● Instructions to follow:
Gather every line of the listing below that contains the word "column" and reproduce each such line in full, in its original order.

------ Input data ------

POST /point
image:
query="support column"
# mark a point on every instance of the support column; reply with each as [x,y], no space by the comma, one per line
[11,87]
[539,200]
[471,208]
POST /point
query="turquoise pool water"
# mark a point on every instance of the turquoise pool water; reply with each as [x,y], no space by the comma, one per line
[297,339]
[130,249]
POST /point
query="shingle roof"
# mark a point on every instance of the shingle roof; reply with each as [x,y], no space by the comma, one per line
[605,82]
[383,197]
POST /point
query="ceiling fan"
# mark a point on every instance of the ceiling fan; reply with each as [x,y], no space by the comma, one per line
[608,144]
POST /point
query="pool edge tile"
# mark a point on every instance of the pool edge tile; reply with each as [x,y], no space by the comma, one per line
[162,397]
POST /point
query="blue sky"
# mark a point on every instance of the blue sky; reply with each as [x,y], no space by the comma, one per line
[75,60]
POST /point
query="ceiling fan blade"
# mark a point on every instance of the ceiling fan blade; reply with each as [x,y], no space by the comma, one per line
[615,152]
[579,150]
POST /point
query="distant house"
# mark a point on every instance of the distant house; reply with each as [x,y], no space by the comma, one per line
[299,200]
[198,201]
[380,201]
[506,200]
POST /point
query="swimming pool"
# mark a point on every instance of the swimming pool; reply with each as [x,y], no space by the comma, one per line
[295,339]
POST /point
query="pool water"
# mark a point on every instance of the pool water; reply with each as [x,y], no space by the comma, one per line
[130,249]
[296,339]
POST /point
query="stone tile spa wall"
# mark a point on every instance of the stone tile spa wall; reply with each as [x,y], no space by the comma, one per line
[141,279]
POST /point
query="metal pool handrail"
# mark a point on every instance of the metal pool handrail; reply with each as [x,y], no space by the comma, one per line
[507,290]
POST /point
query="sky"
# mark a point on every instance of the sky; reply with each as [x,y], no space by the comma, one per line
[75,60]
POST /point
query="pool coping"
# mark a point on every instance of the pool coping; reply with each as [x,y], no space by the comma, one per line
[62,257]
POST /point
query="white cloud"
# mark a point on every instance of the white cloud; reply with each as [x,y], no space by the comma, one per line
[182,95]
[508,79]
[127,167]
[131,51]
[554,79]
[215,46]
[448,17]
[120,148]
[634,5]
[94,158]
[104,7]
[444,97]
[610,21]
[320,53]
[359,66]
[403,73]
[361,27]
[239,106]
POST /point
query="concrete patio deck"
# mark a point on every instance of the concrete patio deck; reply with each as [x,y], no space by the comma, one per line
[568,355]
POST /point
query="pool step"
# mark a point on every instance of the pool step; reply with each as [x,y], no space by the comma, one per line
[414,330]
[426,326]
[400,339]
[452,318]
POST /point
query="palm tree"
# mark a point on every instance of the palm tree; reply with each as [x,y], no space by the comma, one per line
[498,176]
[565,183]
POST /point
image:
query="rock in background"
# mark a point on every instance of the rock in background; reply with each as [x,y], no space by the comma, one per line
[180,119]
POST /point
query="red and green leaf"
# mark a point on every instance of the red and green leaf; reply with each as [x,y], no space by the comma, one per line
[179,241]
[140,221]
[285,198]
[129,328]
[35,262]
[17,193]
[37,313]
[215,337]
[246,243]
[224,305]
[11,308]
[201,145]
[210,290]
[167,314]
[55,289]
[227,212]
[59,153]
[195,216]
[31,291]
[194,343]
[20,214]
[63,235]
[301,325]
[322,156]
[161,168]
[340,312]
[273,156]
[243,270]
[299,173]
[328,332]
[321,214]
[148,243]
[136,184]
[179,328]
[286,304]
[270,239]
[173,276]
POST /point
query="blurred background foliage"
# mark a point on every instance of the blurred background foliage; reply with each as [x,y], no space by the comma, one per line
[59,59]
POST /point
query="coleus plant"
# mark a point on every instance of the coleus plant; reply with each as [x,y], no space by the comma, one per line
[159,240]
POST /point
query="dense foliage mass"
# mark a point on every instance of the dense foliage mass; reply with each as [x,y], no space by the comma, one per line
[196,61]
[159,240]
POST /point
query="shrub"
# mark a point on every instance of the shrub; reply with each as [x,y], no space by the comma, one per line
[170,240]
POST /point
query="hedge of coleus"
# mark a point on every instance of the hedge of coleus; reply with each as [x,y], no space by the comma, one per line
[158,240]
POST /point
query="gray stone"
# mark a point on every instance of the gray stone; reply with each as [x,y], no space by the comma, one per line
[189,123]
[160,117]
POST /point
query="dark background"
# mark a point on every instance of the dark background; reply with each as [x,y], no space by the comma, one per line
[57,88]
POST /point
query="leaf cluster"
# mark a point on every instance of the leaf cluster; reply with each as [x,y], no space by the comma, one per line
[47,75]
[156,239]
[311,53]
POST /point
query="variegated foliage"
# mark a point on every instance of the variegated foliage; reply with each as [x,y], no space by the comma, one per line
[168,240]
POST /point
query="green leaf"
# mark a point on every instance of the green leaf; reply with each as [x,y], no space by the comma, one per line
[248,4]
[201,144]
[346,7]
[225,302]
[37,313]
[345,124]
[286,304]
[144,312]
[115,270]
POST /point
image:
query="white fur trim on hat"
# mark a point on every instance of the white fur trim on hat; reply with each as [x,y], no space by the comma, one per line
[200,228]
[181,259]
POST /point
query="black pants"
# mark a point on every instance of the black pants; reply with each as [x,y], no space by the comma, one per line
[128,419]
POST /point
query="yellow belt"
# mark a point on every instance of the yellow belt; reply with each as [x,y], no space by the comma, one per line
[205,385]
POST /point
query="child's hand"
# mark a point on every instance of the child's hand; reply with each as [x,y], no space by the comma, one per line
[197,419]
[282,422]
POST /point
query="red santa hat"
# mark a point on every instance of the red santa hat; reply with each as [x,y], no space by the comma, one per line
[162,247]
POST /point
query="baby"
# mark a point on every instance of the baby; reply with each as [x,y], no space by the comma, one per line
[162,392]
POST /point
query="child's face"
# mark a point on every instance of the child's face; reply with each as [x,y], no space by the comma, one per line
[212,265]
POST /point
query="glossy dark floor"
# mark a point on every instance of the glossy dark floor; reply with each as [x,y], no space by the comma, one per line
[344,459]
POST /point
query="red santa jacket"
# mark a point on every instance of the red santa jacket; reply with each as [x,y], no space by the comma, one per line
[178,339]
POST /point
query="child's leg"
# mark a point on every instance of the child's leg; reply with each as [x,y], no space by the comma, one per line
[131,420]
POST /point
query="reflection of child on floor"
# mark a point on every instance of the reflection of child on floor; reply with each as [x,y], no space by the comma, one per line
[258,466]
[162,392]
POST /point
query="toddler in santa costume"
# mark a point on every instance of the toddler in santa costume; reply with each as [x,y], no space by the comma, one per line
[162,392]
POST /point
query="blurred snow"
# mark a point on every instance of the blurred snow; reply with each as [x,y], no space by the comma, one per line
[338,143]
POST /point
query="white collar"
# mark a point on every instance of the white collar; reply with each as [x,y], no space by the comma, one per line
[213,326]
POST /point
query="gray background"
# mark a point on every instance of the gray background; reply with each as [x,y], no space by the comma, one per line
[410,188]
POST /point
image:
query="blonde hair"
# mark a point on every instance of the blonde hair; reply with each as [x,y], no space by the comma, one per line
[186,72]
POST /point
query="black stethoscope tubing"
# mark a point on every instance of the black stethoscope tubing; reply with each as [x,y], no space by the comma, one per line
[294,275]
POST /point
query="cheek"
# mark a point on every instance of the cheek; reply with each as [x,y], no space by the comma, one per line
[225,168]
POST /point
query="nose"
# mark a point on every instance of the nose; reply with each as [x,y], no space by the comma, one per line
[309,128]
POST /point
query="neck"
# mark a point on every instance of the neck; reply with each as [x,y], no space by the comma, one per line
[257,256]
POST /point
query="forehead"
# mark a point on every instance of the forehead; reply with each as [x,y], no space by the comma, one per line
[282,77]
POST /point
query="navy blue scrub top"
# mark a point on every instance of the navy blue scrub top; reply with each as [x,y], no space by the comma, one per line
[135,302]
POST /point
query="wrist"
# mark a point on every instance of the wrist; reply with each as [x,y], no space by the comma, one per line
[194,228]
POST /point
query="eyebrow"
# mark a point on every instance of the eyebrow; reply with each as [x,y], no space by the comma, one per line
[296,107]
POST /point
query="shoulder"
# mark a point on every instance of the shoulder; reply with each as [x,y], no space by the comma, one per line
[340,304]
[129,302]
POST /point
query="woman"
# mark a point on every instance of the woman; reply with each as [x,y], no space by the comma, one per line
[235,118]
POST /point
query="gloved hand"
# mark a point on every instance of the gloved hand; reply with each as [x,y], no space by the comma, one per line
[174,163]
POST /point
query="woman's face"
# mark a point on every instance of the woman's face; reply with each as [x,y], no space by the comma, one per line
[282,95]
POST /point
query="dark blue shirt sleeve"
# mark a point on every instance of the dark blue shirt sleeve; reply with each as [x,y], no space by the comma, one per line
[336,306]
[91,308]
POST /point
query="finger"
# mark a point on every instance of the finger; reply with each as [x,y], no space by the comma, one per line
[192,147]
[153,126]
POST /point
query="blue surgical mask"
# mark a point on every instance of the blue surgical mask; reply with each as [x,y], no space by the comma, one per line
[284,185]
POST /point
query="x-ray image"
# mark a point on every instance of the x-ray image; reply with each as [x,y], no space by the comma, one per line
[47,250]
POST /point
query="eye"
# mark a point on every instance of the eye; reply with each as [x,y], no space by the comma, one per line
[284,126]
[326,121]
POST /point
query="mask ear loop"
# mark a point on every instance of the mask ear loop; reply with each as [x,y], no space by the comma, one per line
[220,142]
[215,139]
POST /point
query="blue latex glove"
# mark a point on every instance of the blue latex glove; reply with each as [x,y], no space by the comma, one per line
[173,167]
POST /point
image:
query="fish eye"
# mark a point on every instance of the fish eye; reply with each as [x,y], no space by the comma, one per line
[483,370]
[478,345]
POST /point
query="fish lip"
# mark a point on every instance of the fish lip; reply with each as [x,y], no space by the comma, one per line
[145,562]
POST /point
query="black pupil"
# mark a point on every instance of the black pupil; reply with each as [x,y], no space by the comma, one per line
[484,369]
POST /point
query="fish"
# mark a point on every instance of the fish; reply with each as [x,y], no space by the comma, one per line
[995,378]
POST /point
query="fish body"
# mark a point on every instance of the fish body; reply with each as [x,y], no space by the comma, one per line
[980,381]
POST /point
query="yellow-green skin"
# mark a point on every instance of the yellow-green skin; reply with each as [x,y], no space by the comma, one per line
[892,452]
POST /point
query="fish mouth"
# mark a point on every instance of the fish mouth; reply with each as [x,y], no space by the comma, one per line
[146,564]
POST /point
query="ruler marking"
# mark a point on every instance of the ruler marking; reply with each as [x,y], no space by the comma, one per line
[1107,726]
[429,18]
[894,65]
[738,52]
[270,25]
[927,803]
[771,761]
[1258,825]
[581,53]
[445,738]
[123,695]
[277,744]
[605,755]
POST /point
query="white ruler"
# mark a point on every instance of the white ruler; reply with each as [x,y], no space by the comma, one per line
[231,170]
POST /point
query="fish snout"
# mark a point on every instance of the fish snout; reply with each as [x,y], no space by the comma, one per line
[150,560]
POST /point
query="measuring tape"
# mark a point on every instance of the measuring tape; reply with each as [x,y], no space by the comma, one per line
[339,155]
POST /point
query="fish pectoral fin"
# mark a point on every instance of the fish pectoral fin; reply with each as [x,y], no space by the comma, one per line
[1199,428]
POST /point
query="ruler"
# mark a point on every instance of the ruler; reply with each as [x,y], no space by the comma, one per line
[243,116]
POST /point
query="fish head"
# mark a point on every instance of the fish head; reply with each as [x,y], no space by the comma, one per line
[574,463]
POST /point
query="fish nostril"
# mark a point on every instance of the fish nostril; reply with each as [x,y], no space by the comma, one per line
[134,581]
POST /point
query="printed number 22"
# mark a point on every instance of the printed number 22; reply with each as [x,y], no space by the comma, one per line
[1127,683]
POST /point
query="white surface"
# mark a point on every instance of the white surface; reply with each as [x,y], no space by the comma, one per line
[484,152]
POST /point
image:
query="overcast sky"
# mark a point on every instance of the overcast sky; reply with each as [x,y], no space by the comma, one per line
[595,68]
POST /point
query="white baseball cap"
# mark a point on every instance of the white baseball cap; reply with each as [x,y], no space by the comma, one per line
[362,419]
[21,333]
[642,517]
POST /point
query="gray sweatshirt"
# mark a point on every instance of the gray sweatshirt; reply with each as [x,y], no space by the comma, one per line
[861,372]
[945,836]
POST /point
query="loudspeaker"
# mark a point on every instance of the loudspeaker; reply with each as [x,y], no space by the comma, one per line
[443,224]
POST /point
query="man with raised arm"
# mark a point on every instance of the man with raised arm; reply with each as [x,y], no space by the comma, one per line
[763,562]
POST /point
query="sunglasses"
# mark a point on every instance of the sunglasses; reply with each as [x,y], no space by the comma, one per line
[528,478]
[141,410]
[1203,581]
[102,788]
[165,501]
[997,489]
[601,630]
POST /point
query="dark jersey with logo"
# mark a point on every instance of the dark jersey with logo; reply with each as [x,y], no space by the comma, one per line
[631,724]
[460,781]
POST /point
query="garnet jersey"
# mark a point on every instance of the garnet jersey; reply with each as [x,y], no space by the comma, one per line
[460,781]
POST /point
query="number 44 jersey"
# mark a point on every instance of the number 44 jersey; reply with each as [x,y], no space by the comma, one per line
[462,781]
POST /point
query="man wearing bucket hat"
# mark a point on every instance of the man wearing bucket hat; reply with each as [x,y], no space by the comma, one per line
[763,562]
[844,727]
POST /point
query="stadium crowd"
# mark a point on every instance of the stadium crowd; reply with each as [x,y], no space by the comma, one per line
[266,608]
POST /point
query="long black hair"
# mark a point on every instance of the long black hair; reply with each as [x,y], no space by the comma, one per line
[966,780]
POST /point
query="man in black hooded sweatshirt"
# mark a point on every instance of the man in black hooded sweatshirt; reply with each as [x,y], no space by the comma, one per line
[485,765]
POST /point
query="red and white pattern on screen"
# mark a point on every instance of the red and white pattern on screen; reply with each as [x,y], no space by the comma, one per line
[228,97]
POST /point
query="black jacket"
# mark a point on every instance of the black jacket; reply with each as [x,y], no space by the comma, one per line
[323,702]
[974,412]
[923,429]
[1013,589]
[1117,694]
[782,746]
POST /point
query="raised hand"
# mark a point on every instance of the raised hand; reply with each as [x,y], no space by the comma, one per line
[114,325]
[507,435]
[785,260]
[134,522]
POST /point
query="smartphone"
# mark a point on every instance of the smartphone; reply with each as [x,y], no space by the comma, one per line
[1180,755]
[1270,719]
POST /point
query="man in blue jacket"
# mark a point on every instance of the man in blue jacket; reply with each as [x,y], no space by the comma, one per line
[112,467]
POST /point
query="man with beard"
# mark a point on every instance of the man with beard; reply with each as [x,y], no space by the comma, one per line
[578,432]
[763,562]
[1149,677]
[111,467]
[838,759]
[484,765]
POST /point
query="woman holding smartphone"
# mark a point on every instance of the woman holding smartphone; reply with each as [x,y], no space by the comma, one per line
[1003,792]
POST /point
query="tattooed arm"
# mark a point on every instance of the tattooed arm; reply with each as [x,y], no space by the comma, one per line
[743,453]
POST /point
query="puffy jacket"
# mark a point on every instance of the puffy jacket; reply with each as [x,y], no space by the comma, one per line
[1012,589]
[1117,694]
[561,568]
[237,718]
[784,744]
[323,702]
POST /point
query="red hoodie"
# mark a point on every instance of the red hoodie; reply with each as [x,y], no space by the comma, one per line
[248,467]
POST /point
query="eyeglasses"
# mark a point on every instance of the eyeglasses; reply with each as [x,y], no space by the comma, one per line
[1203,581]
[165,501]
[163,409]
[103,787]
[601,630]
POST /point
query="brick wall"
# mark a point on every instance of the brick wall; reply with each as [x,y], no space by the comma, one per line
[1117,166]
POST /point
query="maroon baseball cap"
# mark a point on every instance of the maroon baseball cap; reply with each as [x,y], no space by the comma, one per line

------

● Full response:
query="support column"
# mark a point on every instance of the support column; reply with each as [x,y], no space by the comma, one per line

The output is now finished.